Written task A:
In the eopl mailing-list thread below, condense the paragraph that begins "Because it was changed" and keep its main facts.
Written task B:
Pick up the eopl mailing-list thread below right after its last line and write what comes next.

Page extract:
[BEGIN]

Robby Findler | 3 Apr 2012 02:22
Gravatar

Re: provide specs in eopl in repository use (all-defined-out) instead of (all-defined)

Because it was changed to be based on "#lang racket" instead of the
(old) "#lang mzscheme" not too long ago. I think there was a post here
(or on the users's list) about this, but I'm not sure that this
particular point was mentioned there, so I can see how you'd be
surprised.

Is this causing you trouble with classes or similar? Would a "#lang
eopl/mzscheme" or something like that be useful for backwards
compatibility? (You'd still need to use that #lang line, tho, since
the regular eopl language is now changed for good.)

Robby

On Mon, Apr 2, 2012 at 7:09 PM, Nadeem Abdul Hamid <nadeem <at> acm.org> wrote:
> How come when building Racket from the latest source of the repository
> (at least as of 3 days ago), #lang eopl doesn't recognize
> (all-defined) as a valid provide spec and wants (all-defined-out)
> instead?
> --- nadeem
> _________________________
>  Racket Developers list:
>  http://lists.racket-lang.org/dev

_________________________
  Racket Developers list:
  http://lists.racket-lang.org/dev
Nadeem Abdul Hamid | 3 Apr 2012 02:42
Picon
Favicon

Re: provide specs in eopl in repository use (all-defined-out) instead of (all-defined)

[END]

Provided material:
[BEGIN]

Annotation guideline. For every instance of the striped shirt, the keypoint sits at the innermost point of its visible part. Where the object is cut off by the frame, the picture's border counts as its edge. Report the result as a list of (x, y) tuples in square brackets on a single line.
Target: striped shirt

[END]

Output A:
The eopl language was recently switched from being based on the old "#lang mzscheme" to "#lang racket." A post on this list or the users' list may have covered the change, but perhaps not this particular point, so the surprise is understandable.

Output B:
OK, thanks. Just wanted to make sure something wasn't broken. It's
only a minor inconvenience - my students are using the version from
the download page, while I usually use one built from source, but I've
just been using the regular 5.2.1 version to run their programs. In
any event, perhaps the documentation needs to be updated: the entry:
  http://pre.racket-lang.org/docs/html/eopl/index.html#(form._((lib._eopl/eopl..rkt)._provide))
points to the mzscheme version of provide.

--- nadeem

On Mon, Apr 2, 2012 at 8:22 PM, Robby Findler
<robby <at> eecs.northwestern.edu> wrote:
> Because it was changed to be based on "#lang racket" instead of the
> (old) "#lang mzscheme" not too long ago. I think there was a post here
> (or on the users's list) about this, but I'm not sure that this
> particular point was mentioned there, so I can see how you'd be
> surprised.
>
> Is this causing you trouble with classes or similar? Would a "#lang
> eopl/mzscheme" or something like that be useful for backwards
> compatibility? (You'd still need to use that #lang line, tho, since
> the regular eopl language is now changed for good.)
>
> Robby
>
> On Mon, Apr 2, 2012 at 7:09 PM, Nadeem Abdul Hamid <nadeem <at> acm.org> wrote:
>> How come when building Racket from the latest source of the repository
>> (at least as of 3 days ago), #lang eopl doesn't recognize
>> (all-defined) as a valid provide spec and wants (all-defined-out)
>> instead?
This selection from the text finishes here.